* _SOURCE TEXT_
- Opening Delimiter -
Data-Independent Acquisition Guidelines
These guidelines are for studies where comprehensive fragmentation data is acquired independent of eluting components, with the goal of global analysis of a mixture. This strategy is commonly known as Data-Independent Acquisition (DIA), and contrasts with other strategies for acquiring peptide fragmentation data that are based on detection of eluting precursor ions, often referred to as Data-Dependent Acquisition (DDA), or strategies where a subset of components are specifically targeted using the strategies of single/multiple/parallel reaction monitoring (SRM/MRM/PRM). There are different guidelines for these other strategies(1,2), and authors should adhere to the guidelines appropriate to their acquisition approach.
It is very important that authors also review the checklist document that has to be completed on the submission site when submitting a manuscript.
Experimental Section
Experimental Design and Statistical Rationale:
Authors must include a subsection in the Experimental Methods section with the header “Experimental Design and Statistical Rationale”. In this section, clearly state:
- the numbers and types of sample conditions employed
- the total number of samples analyzed and described in Results
- the number of technical, process and/or biological replicates performed. If no replicate analyses were performed, clearly state why this should be considered acceptable for your study
- rationale for the choice of sample numbers, replicates, etc.
- if retention time standards or other spiked protein or peptide standards were used
- the methods used for sample acquisition order randomization (if appropriate for your study)
- if a library was created as part of the work for subsequent peptide detection, the number and type (biological/technical) of samples used for library creation
- Describe algorithms or programs used for data processing and statistical analysis. Fully describe and/or reference the statistical tests used for subsequent data analyses and provide reasons for choice of statistical tests used.
- Closing Delimiter -
* _TASK BRIEF_
Answer these questions from the DIA guidelines above:
1. Which term is often used for acquisition strategies based on detection of eluting precursor ions?
2. What must authors complete on the submission site when submitting a manuscript?
3. What header must the required subsection in the Experimental Methods section carry?

* _PROVIDED DATA_
- Opening Delimiter -
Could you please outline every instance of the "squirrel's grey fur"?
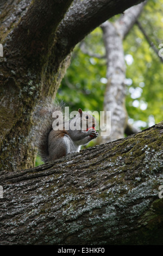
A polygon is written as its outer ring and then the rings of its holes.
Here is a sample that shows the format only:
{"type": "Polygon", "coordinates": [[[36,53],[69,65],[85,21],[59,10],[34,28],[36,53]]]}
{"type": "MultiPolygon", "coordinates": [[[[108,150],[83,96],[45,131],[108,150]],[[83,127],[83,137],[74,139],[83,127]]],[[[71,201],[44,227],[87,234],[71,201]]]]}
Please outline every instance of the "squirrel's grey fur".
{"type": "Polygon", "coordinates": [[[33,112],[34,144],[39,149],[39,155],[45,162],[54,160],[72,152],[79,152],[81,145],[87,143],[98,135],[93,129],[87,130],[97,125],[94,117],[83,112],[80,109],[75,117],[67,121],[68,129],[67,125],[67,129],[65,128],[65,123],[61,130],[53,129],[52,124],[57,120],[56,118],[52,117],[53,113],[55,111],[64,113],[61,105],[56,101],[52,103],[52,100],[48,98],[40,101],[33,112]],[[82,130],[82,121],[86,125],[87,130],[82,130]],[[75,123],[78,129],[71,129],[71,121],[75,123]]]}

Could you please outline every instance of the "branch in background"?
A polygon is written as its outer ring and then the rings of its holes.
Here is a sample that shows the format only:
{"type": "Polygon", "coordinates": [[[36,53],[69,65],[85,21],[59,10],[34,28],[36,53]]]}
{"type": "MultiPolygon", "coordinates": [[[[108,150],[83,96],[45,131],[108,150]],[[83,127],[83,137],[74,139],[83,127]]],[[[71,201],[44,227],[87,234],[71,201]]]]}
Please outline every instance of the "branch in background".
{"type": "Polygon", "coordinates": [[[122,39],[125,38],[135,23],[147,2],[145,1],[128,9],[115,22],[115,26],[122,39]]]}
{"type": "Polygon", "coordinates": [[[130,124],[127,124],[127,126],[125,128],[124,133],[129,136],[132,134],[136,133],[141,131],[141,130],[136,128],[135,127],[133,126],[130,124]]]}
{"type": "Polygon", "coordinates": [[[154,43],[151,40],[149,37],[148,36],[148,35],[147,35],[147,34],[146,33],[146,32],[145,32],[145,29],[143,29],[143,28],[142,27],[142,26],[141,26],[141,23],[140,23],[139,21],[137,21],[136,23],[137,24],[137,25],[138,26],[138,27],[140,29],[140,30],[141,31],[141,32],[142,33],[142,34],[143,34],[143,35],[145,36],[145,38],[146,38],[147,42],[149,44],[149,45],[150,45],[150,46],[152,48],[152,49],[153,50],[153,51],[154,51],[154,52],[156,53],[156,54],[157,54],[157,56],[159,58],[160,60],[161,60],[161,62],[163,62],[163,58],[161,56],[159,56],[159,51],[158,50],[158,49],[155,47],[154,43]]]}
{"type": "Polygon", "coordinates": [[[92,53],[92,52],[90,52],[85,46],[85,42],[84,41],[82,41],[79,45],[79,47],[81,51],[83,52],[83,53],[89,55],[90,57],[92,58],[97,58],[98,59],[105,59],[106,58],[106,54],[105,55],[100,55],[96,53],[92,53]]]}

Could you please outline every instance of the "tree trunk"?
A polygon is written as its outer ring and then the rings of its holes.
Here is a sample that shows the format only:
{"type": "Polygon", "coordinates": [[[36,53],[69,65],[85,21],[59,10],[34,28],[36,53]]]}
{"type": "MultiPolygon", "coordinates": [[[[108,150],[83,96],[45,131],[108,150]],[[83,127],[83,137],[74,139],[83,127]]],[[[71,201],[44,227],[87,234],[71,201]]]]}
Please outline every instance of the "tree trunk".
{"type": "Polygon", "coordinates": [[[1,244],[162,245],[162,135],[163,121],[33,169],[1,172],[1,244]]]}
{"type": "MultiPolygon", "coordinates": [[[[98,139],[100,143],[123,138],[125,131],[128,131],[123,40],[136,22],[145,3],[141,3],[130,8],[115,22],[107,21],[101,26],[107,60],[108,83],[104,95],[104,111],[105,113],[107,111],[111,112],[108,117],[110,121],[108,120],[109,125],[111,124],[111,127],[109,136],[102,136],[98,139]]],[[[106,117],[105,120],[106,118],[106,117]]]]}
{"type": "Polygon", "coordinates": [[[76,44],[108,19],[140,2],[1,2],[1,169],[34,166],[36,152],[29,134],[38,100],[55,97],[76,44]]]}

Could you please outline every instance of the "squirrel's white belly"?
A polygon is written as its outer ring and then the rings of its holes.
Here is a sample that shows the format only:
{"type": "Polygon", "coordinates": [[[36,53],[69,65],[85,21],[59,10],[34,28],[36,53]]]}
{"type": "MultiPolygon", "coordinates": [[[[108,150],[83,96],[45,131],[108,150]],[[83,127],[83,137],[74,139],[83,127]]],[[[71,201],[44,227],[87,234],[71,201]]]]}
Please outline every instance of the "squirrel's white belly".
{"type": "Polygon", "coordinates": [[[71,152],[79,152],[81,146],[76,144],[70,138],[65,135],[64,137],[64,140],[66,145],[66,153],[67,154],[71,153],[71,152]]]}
- Closing Delimiter -
* _EXERCISE SOLUTION_
1. Data-Dependent Acquisition (DDA)
2. The checklist document
3. "Experimental Design and Statistical Rationale"